“Sonra Allah’ın bana söylediği ilk dersi hatırladım; “İnsanın kalbine neyin hükmettiğini öğren. Anladım ki, insanın kalbine sevgi hükmeder.” der Leo Tolstoy kitabının satır aralarında. Tolstoy’un bu cümlesi aşağıdaki sözlerimizin ana kaynağını oluşturacaktır. Ki konu iletişim olunca sevgiden, samimiyetten ve özveriden bahsetmeden olmazdı.
Etkili ve sağlıklı bir iletişim kurabilmek insanoğlu için her zaman önemli olmuştur. Lakin son yıllarda iletişim sektörünün hızla gelişmesiyle bu durum önemini iyiden iyiye artırmıştır. Etkili bir iletişimde en önemli nokta şüphesiz samimiyettir. Zira samimi olmayan hiçbir kelâmın karşı tarafça bir hükmü yoktur. Gönülden söylenen tatlı bir söz ile öylesine söylenmiş sayfalarca sözcüğü bir terazide tartsak içten olan o bir çift kelâm ağır gelecektir. Öyleyse etkili bir iletişim kurabilmek için öncelikle samimi olunuz. Ve gülümseyiniz. Yalnız fotoğraf çektirirken değil, fotoğraf çekerken de gülümseyiniz. Kısacık bir ana sığan gülümseme, bir hafızada ömür boyu yaşayabilir. Öyle ki telefonla konuşurken bile muhatabınız ses tonunuzdan bu konuşmadan ne kadar mutlu olduğunuzu anlayabilsin. Böylece sizin ona olan samimiyetiniz onu size yakınlaştıracaktır.

▶ **Yapılacak iş**: Etkili iletişim ve samimiyet üzerine olan metni, son cümlesinden sonra gelecek şekilde sürdürün.

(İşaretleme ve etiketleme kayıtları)

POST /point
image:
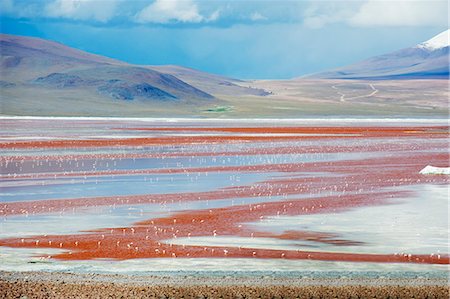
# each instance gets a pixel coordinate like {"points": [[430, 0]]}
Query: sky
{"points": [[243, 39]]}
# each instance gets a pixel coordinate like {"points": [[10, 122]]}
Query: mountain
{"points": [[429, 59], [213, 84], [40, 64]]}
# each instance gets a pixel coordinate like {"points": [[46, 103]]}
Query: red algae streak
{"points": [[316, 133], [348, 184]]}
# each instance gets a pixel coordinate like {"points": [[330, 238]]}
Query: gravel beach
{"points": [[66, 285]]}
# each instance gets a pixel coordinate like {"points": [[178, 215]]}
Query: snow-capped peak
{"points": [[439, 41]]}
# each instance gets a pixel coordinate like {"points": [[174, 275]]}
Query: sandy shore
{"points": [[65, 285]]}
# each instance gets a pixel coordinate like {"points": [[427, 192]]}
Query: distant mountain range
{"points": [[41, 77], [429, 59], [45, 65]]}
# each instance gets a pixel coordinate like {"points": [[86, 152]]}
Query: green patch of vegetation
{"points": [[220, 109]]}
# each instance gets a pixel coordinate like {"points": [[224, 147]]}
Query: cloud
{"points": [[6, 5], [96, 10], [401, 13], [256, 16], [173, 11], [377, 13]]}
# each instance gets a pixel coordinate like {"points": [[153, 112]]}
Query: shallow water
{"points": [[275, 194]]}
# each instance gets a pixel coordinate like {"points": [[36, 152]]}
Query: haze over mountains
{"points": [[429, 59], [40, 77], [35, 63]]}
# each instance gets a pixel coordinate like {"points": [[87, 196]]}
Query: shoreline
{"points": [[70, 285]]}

==

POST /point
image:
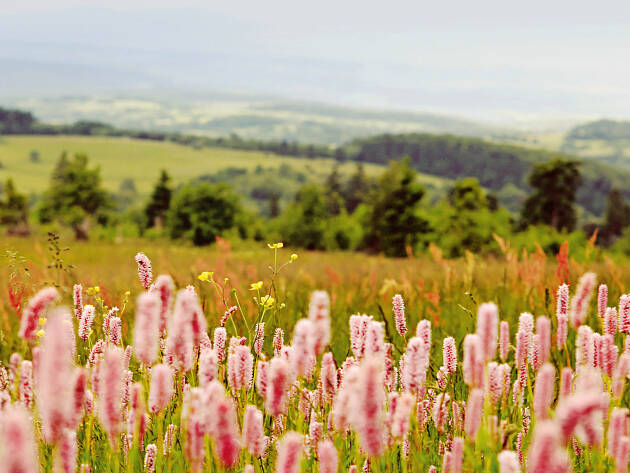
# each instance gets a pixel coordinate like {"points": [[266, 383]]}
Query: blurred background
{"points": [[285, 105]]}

▶ **Yazılı yanıt**:
Etkili bir iletişimde ikinci önemli husus ise, karşınızdakine değer vermektir. Gerçek şu ki; karşılaştığınız herkes, aynada gördüğünüz adam da dâhil, kendisine büyük bir saygı duyar. Başkalarının da bu saygıyı kendisine göstermesini ister. Kendimize gösterdiğimiz yoğun ilgiyi başkalarına gösterdiğimiz zayıf ilginin yerine koyup düşünürsek daha kolay anlaşılacaktır söylenmek istenen. Basit bir örnekle açıklamak gerekirse, düşünün ki çocuğunuzla ilgili olarak, ona sürekli dürüst, namuslu, sadık bir insan olduğuna inandığınızı söylerseniz o da zamanla kendini böyle hissedecek ve farkında olmadan bu karakterde bir insan olacaktır. Zira kendine bu vasıflar verilen bir insan başka türlü hareket etmek istemez. Ama tam aksi çocuğunuza yalancı, ahlâksız, sözünü yerine getirmediğini ima ederseniz de dürüst ve doğru davranmak istemeyecektir. Bu kuralın istisnası azdır. Bu insanların kendilerine ne kadar çok değer verdiklerini gösterir.
Sıradan bir adam bile kendi ismine dünyadaki tüm isimlerden daha çok önem verir. Siz de öyle, değil mi?
Etrafında çok fazla insan olan bir adama soruyorlar; “Nasıl oldu da bu kadar insanı kendinize bağlayabildiniz?” “Hiç. Onlara devamlı kendilerinden bahsediyordum.”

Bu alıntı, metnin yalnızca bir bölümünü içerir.